• **PROBLEM STATEMENT**: Every entry below is to be returned unchanged. Images are not part of the copy.

• **SUPPLIED INFORMATION**:
+-------+
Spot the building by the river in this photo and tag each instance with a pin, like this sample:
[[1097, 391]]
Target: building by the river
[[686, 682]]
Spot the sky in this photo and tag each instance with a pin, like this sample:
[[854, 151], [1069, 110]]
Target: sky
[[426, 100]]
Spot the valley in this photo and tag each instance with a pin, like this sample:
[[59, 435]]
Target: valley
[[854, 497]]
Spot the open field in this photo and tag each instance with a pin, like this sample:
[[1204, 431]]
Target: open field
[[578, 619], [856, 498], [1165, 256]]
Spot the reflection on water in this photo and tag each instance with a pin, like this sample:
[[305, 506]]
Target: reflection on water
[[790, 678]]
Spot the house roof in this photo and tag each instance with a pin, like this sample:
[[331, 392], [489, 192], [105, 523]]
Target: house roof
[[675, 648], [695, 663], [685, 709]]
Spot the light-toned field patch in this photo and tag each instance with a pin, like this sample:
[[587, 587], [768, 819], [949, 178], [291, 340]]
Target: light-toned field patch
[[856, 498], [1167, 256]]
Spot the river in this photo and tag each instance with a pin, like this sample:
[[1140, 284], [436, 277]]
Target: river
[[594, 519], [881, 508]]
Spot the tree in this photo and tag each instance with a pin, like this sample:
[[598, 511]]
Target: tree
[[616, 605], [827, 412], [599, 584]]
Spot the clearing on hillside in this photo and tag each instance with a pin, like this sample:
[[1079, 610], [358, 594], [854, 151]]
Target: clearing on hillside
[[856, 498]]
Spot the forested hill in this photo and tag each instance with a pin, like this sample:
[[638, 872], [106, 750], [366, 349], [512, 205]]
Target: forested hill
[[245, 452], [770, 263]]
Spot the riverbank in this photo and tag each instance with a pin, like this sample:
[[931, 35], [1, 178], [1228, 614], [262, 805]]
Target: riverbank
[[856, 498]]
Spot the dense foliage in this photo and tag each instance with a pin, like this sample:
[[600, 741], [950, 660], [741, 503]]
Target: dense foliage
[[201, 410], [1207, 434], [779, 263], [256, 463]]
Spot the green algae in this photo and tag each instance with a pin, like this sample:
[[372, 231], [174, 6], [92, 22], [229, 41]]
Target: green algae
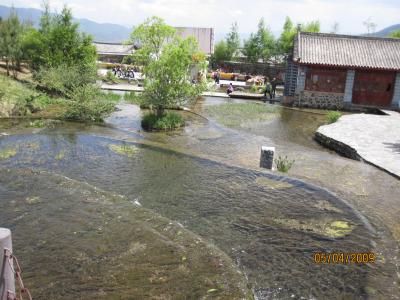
+-------+
• **SOLUTION FOR THIS PROBLEM**:
Spot the building by the river in this photo and tag each instance with a pin, like this sample:
[[1097, 391]]
Target: building by the river
[[686, 682]]
Spot the sky in this photo and tag each instance with a pin, like this sample:
[[854, 151], [1069, 110]]
Target: sky
[[426, 100]]
Spot the valley in this photo and tag each instance with a pin, like this sample:
[[59, 435]]
Target: valley
[[854, 497]]
Spot the open field in this photo and tag each instance with a pin, like this sample:
[[1204, 431]]
Target: open field
[[578, 619], [856, 498], [1165, 256]]
Spot the reflection on water in this photo and tag each instance with a pin, like this sample:
[[305, 506]]
Target: reflection on water
[[790, 678]]
Spot the house roof in this photo and tag each instance with a pin, like this sample:
[[331, 392], [489, 192], [105, 523]]
Target: house roof
[[675, 648], [695, 663], [685, 709]]
Spot the light-toned field patch in this photo and tag each instance with a pin, like this sample:
[[587, 587], [768, 819], [949, 178], [291, 340]]
Target: light-toned field patch
[[856, 498], [1167, 256]]
Spot the river in this photo and tag each instance with a pin, like this sample:
[[1140, 284], [436, 277]]
Target: river
[[594, 519], [881, 508]]
Spot the tree in this photo and tag each instance with a pin, like this sample:
[[598, 511]]
Target: tree
[[616, 605], [827, 412], [599, 584]]
Spot the clearing on hillside in this photo and tag each instance with a pin, like this sample:
[[1079, 610], [358, 594], [854, 151]]
Target: clearing on hillside
[[856, 498]]
Spot the forested hill in this photo and tag each instance with a pin, like this sample:
[[638, 872], [106, 750], [366, 349], [512, 205]]
Target: forested hill
[[245, 452], [770, 263]]
Spot the riverbank in this photo and tag each instance with a pin, like this sample:
[[931, 35], [1, 178], [1228, 614], [262, 805]]
Target: riverbank
[[856, 498]]
Spot the dense foliage in this photo and tag each instance with a pin, like this sample:
[[600, 741], [950, 660], [741, 503]]
Target: dense foliage
[[201, 410], [1207, 434], [779, 263], [256, 463]]
Spot the green algae in this photo and tag each instance with a pin, like this sample:
[[372, 231], [174, 6], [92, 22], [229, 41]]
Target: green algae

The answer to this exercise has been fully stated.